| Page excerpt |

- Poster
- Directed by: M. Krishnan Nair
- Screenplay by: Thuraiyur K. Moorthi
- Produced by: P. L. Mohan Ram
- Starring: Jaishankar Vennira Aadai Nirmala A. V. M. Rajan Lakshmi
- Cinematography: S. S. Lal M. G. R. Mani
- Edited by: S. A. Murugesan
- Music by: S. M. Subbaiah Naidu
- Production company: Mohan Productions
- Release date: 28 November 1969;
- Running time: 135 minutes
- Country: India
- Language: Tamil

= Mannippu =

Mannippu is a 1969 Indian Tamil-language romantic thriller film, directed by M. Krishnan Nair and written by Thuraiyur K. Moorthi. The film stars Jaishankar, A. V. M. Rajan, Vennira Aadai Nirmala and Lakshmi, with Nagesh, R. S. Manohar, C. K. Saraswathi and Major Sundarrajan in supporting roles. It is a remake of the Malayalam film Padunna Puzha (1968), also by the same director. The film was released on 28 November 1969, and was successful at the box office.

| Exercise directions |
Reproduce the Mannippu film entry above word for word, in full.

| Dataset extract |
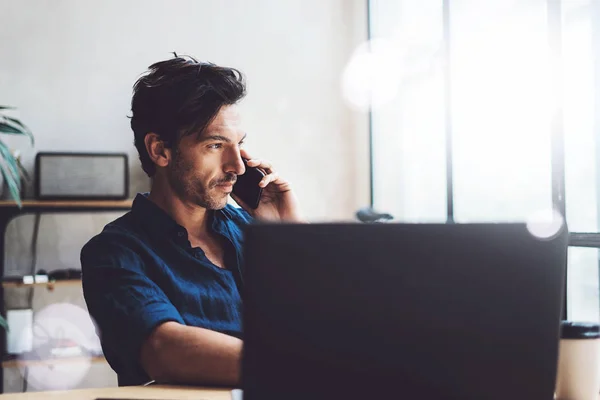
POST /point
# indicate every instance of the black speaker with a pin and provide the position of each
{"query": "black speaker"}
(81, 176)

| Result for this task |
- Poster
- Directed by: M. Krishnan Nair
- Screenplay by: Thuraiyur K. Moorthi
- Produced by: P. L. Mohan Ram
- Starring: Jaishankar Vennira Aadai Nirmala A. V. M. Rajan Lakshmi
- Cinematography: S. S. Lal M. G. R. Mani
- Edited by: S. A. Murugesan
- Music by: S. M. Subbaiah Naidu
- Production company: Mohan Productions
- Release date: 28 November 1969;
- Running time: 135 minutes
- Country: India
- Language: Tamil

= Mannippu =

Mannippu is a 1969 Indian Tamil-language romantic thriller film, directed by M. Krishnan Nair and written by Thuraiyur K. Moorthi. The film stars Jaishankar, A. V. M. Rajan, Vennira Aadai Nirmala and Lakshmi, with Nagesh, R. S. Manohar, C. K. Saraswathi and Major Sundarrajan in supporting roles. It is a remake of the Malayalam film Padunna Puzha (1968), also by the same director. The film was released on 28 November 1969, and was successful at the box office.